O debate sobre a intersecção entre religião, esfera pública e política no Brasil contemporâneo revela uma complexidade rica, passível de ser abordada a partir de uma perspectiva pós-estruturalista, especialmente por meio da teoria do discurso e da análise dos discursos que configuram as relações entre religião, sociedade e poder. Em três intervenções teóricas recentes, são traçados percursos que oferecem uma leitura crítica das dinâmicas entre religião e política no Brasil, com especial ênfase no papel do calvinismo (e suas ressignificações no contexto contemporâneo).
A primeira contribuição, intitulada "A tradição calvinista é intolerante? Uma breve contribuição à análise crítica da autorreferencialidade reformada", problematiza as tensões internas da formação discursiva calvinista no Brasil, utilizando conceitos chave do pós-estruturalismo, em especial a teoria do discurso e o conceito de articulação hegemônica, proposto por Ernesto Laclau. O núcleo da análise concentra-se na forma como o calvinismo, em sua vertente mais conservadora, constrói uma lógica autorreferencial que resiste a movimentos ecumênicos e progressistas. Nesse ponto, destaca-se o desafio de conciliar essa tradição religiosa com as demandas contemporâneas por direitos humanos (e por uma abertura teológica que transcenda sua fixidez dogmática).

Trechos de dados de anotação por pontos:
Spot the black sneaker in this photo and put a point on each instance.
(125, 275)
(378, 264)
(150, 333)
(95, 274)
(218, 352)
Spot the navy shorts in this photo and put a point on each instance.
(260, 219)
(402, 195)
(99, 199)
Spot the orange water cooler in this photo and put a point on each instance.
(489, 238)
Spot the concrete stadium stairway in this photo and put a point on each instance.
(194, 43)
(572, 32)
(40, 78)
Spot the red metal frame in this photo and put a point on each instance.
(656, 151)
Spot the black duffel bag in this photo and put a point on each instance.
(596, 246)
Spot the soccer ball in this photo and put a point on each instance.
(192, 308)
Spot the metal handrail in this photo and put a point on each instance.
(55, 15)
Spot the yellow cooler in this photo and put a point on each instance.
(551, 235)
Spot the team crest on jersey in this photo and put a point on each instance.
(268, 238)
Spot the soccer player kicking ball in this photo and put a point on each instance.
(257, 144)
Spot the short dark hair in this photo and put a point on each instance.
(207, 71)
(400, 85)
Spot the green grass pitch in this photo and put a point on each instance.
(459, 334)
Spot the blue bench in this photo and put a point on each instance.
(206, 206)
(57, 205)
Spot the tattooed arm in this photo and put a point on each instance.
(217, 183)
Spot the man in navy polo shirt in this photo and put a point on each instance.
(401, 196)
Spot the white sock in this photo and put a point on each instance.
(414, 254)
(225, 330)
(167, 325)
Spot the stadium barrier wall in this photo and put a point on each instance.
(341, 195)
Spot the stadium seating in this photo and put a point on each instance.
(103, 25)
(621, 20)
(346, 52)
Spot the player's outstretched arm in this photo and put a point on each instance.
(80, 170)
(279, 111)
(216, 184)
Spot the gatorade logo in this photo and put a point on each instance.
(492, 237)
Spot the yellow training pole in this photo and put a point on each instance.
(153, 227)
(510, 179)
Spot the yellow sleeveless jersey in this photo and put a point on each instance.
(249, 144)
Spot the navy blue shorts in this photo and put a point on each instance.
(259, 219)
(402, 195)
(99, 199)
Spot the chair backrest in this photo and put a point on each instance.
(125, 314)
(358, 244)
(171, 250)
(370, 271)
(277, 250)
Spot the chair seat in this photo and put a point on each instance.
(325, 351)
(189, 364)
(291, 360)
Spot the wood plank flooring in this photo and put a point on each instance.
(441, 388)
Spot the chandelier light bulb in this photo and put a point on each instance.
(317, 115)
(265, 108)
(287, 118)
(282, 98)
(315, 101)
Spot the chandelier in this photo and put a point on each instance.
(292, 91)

- _INSTRUÇÕES E REQUISITOS_
No texto sobre religião e política no Brasil, reescreva o trecho que começa nas palavras "A primeira contribuição, intitulada" e vai até "sua fixidez dogmática).", renomeando "vertente mais conservadora" como "ala mais conservadora".

- _RESPOSTA ESCRITA_
A primeira contribuição, intitulada "A tradição calvinista é intolerante? Uma breve contribuição à análise crítica da autorreferencialidade reformada", problematiza as tensões internas da formação discursiva calvinista no Brasil, utilizando conceitos chave do pós-estruturalismo, em especial a teoria do discurso e o conceito de articulação hegemônica, proposto por Ernesto Laclau. O núcleo da análise concentra-se na forma como o calvinismo, em sua ala mais conservadora, constrói uma lógica autorreferencial que resiste a movimentos ecumênicos e progressistas. Nesse ponto, destaca-se o desafio de conciliar essa tradição religiosa com as demandas contemporâneas por direitos humanos (e por uma abertura teológica que transcenda sua fixidez dogmática).